What is needed >> Copy the lines of the material below word for word, from the line with "Where is each instance of the bronze robe" up to and including the line with "point(279, 375)".

Material for this exercise >>
»»
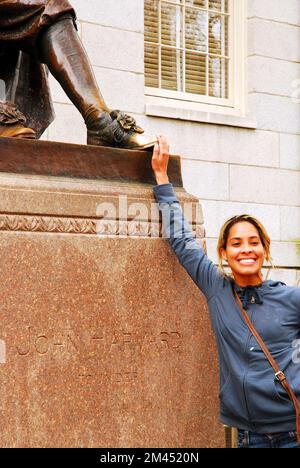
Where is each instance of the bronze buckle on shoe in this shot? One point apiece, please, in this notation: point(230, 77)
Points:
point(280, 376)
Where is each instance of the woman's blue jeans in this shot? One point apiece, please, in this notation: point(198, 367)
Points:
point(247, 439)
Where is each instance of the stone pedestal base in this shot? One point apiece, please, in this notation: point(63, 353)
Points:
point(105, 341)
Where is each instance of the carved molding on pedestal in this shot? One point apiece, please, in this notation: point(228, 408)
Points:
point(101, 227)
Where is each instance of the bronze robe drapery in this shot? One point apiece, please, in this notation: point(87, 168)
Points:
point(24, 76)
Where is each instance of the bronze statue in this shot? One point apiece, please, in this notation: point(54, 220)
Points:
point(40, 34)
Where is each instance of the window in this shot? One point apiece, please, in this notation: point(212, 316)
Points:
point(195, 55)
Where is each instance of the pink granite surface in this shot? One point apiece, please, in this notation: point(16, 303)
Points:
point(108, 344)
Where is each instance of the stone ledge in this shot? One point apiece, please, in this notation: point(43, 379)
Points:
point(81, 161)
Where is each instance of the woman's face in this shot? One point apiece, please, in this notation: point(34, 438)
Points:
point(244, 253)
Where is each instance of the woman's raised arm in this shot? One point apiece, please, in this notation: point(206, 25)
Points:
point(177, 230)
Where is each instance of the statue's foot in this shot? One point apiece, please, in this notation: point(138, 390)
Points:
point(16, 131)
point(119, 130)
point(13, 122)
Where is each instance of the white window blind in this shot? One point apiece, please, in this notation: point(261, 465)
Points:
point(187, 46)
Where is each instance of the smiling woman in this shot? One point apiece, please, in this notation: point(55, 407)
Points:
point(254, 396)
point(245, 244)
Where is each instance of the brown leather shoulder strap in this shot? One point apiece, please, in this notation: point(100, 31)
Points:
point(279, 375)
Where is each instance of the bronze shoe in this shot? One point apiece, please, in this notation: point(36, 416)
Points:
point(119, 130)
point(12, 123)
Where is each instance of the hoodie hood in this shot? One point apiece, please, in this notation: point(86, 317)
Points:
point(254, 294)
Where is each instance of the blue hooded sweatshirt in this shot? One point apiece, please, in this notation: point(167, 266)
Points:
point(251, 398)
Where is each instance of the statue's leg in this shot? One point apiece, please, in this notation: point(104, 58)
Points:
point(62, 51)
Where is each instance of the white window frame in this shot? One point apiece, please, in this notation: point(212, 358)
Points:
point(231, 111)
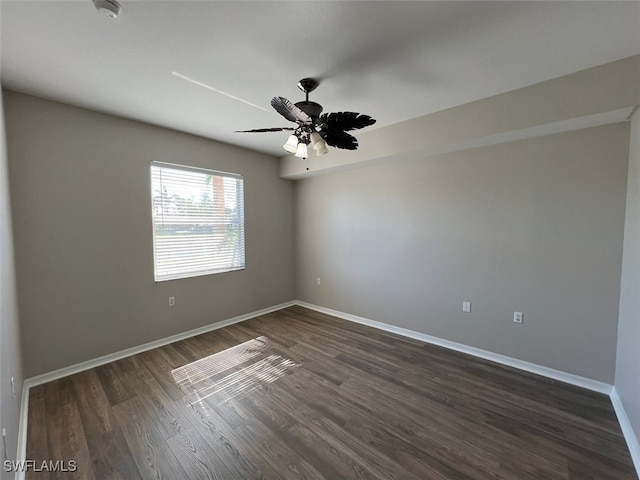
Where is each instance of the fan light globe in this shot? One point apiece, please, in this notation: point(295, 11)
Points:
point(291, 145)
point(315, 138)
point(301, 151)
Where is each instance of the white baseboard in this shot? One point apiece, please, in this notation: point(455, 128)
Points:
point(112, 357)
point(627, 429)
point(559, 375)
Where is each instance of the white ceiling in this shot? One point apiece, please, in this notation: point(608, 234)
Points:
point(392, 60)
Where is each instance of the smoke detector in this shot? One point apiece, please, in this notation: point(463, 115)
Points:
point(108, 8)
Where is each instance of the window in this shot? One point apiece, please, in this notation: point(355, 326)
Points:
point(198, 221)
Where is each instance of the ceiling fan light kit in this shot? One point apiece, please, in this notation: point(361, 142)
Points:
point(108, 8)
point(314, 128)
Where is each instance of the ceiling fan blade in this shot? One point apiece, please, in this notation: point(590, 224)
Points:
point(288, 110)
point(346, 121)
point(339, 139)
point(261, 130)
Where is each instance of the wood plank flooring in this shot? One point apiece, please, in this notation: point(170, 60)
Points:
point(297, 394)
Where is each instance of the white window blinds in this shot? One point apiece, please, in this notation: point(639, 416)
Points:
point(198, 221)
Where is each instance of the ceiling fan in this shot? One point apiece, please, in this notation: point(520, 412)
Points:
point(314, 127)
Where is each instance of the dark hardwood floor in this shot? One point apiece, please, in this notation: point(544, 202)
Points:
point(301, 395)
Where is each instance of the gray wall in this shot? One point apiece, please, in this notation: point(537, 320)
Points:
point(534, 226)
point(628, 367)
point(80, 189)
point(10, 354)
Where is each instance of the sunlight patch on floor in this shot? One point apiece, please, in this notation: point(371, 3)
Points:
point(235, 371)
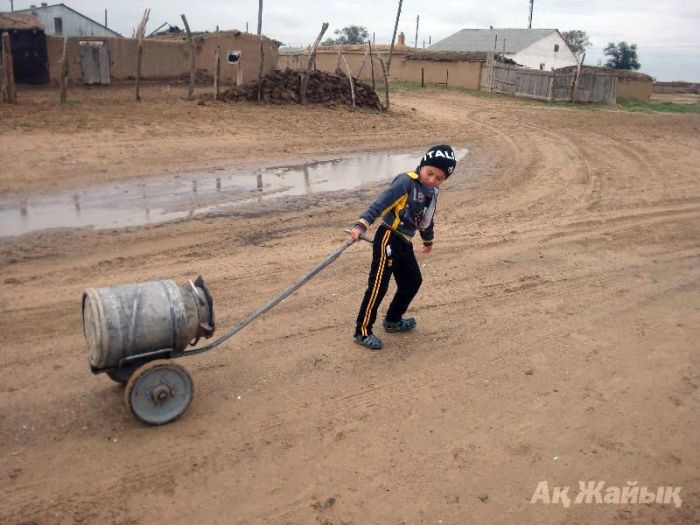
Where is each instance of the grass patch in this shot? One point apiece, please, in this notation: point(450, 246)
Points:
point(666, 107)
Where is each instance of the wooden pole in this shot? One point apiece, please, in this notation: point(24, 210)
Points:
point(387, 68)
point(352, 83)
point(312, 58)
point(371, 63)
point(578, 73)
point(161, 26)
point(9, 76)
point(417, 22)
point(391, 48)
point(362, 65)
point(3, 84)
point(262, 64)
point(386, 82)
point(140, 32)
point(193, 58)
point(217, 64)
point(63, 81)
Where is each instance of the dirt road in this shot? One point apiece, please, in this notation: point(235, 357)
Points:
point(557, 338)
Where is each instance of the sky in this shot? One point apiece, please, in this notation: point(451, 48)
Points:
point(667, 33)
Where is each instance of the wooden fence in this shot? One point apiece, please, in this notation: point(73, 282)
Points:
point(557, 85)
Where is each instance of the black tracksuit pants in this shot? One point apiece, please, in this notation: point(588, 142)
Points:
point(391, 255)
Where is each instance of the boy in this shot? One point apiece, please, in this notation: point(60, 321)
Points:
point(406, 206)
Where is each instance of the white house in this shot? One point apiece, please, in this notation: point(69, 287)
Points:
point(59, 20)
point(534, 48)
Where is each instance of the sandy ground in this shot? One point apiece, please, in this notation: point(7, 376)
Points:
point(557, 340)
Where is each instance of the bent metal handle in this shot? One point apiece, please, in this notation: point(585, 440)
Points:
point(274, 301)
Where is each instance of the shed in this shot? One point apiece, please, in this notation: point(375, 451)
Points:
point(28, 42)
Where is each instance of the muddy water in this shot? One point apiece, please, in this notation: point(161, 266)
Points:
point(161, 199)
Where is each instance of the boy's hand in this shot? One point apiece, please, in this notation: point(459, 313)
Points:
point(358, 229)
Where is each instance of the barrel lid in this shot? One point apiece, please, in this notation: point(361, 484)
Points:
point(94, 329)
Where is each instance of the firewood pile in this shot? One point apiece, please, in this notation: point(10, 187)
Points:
««
Finished exercise >>
Where is each instance of the bronze robe drapery in this shot? One point apiece, please, in this notation: point(87, 168)
Points:
point(24, 76)
Where is each instance of the bronze statue in this shot? One point apiece, please, in this notation: point(54, 220)
Points:
point(40, 34)
Where is each instance of the window in this shot? One point apiece, please, in this notation: point(212, 316)
Points:
point(195, 55)
Where is each instance of the pink granite surface in this shot? One point apiece, please, in this notation: point(16, 303)
Points:
point(108, 344)
Where is each instance of the stone ledge in this shot? One point apiece, please, in this notation: point(43, 379)
Points:
point(81, 161)
Where is each instance of the woman's face in this shot? One point apiece, please, in this notation: point(34, 438)
Points:
point(244, 253)
Where is each instance of the woman's raised arm in this shot? One point apiece, please, in this notation: point(206, 25)
Points:
point(177, 230)
Where is each instance of the statue's foot in this shot? One point apiece, please, in this notation: point(138, 390)
Points:
point(16, 131)
point(119, 130)
point(13, 122)
Where is each instance of the white window blind in this shot? One point apiece, please, in this notation: point(261, 465)
Points:
point(187, 46)
Where is each instance of the smiling woman in this shot? One point apiece, please, in this notation: point(55, 407)
Points:
point(254, 396)
point(245, 244)
Where is each instance of the brown leather shoulder strap in this shot? One point apiece, please, in this notation: point(100, 31)
Points:
point(279, 375)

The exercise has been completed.